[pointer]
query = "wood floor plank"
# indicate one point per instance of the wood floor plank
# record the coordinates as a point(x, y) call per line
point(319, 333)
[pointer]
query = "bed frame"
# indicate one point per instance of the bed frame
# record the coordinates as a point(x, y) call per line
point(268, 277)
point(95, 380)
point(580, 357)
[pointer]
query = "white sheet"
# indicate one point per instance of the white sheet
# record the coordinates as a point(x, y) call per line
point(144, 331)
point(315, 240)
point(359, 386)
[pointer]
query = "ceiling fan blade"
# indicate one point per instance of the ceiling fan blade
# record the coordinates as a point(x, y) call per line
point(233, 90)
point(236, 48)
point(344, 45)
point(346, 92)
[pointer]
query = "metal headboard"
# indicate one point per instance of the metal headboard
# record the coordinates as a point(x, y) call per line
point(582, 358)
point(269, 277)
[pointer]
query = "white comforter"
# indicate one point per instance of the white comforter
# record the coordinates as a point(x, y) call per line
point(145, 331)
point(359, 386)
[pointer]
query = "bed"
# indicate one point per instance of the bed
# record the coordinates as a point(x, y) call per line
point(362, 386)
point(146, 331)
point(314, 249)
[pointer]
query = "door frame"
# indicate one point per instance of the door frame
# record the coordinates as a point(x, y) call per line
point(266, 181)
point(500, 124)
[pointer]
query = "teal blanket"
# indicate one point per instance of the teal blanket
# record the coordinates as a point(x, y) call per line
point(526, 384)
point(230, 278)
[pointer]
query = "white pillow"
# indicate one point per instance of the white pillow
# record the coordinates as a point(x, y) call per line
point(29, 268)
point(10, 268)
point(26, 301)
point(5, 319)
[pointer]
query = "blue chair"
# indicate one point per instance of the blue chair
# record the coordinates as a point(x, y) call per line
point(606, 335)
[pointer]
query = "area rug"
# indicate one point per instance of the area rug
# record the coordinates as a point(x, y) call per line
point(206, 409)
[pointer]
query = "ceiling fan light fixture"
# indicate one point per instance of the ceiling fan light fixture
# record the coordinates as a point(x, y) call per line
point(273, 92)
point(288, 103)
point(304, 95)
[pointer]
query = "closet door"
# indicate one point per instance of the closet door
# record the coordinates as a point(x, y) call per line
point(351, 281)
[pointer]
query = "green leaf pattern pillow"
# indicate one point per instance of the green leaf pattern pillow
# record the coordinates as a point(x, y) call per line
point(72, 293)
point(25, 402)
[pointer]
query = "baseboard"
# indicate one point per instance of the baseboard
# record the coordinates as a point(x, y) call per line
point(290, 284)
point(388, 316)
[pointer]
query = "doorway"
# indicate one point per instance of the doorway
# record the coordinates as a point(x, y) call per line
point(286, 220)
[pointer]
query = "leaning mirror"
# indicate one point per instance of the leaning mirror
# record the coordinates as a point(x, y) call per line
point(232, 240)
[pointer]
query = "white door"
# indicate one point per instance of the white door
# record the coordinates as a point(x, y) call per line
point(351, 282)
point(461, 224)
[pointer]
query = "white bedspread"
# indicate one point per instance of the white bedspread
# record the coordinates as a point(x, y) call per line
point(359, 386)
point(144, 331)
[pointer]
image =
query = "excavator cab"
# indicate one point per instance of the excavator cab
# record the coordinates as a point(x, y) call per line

■ ■ ■ ■

- _Exercise details_
Update the lines above by replacing every "indicate" with "mark", and leave everything else unchanged.

- _The result_
[pointer]
query = "wood floor plank"
# mark one point per instance of the wood floor plank
# record the coordinates as a point(x, y) call per line
point(319, 333)
[pointer]
query = "bed frame"
# mark one point per instance of the bed frame
# record the coordinates as a point(x, y) call per line
point(268, 277)
point(95, 380)
point(580, 357)
[pointer]
query = "white sheet"
# mark one point per instance of the white sheet
# record the coordinates as a point(x, y) call per line
point(144, 331)
point(315, 240)
point(359, 386)
[pointer]
query = "ceiling fan blade"
# mark one point per instance of the ceiling fan blade
# record the coordinates as a point(x, y) call per line
point(233, 90)
point(236, 48)
point(344, 45)
point(346, 92)
[pointer]
query = "metal headboard"
# mark one point per instance of the metal headboard
# record the coordinates as a point(x, y) call per line
point(582, 358)
point(269, 277)
[pointer]
query = "white comforter"
# mark one point per instance of the white comforter
# record the coordinates as a point(x, y) call per line
point(145, 331)
point(359, 386)
[pointer]
query = "bed"
# mark one point per instance of the bed
# record the coordinates as a point(x, y) call per line
point(362, 386)
point(146, 331)
point(314, 249)
[pointer]
query = "door frame"
# mark one point per instance of the door frame
# record the coordinates as a point(x, y) call per line
point(266, 181)
point(500, 124)
[pointer]
query = "teal blanket"
# mark one point per instance of the teal blanket
# record the coordinates as a point(x, y) call per line
point(526, 384)
point(230, 278)
[pointer]
query = "white pillow"
# mark one point per instance of the white pillow
# record the coordinates as a point(x, y) call per line
point(29, 268)
point(10, 268)
point(26, 301)
point(5, 319)
[pointer]
query = "blue chair"
# mark one point per instance of the blue chair
# record the coordinates as a point(x, y) call per line
point(606, 335)
[pointer]
query = "area rug"
# mark one point per instance of the area rug
# record the coordinates as a point(x, y) call per line
point(206, 409)
[pointer]
query = "ceiling fan light fixture"
# mark one point per instance of the ceiling fan light fixture
# record the coordinates as a point(x, y) call per line
point(273, 92)
point(288, 103)
point(304, 95)
[pointer]
query = "closet door"
# mark one point per instance of the closet door
# record the coordinates as a point(x, y) call per line
point(351, 281)
[pointer]
query = "green leaf pattern pillow"
# mark one point per instance of the green leaf pattern pillow
# record the coordinates as a point(x, y) call per line
point(72, 293)
point(25, 402)
[pointer]
query = "baseboard"
# mark one point per instance of the baseboard
# record the coordinates as a point(x, y) call per line
point(290, 284)
point(388, 316)
[pointer]
query = "doorway"
# mark one point per instance of the doorway
# record the coordinates as a point(x, y) call per line
point(286, 220)
[pointer]
query = "leaning mirror"
# mark one point per instance of the leaning mirror
# record the coordinates as a point(x, y) call per line
point(232, 240)
[pointer]
query = "white door"
# mark one point per instance of the white door
# record the coordinates as a point(x, y) call per line
point(351, 282)
point(461, 224)
[pointer]
query = "white bedspread"
# mark one point per instance of the white bedspread
# record the coordinates as a point(x, y) call per line
point(359, 386)
point(144, 331)
[pointer]
image =
query = "excavator cab"
# mark one point per instance of the excavator cab
# record the coordinates as a point(x, y) call per line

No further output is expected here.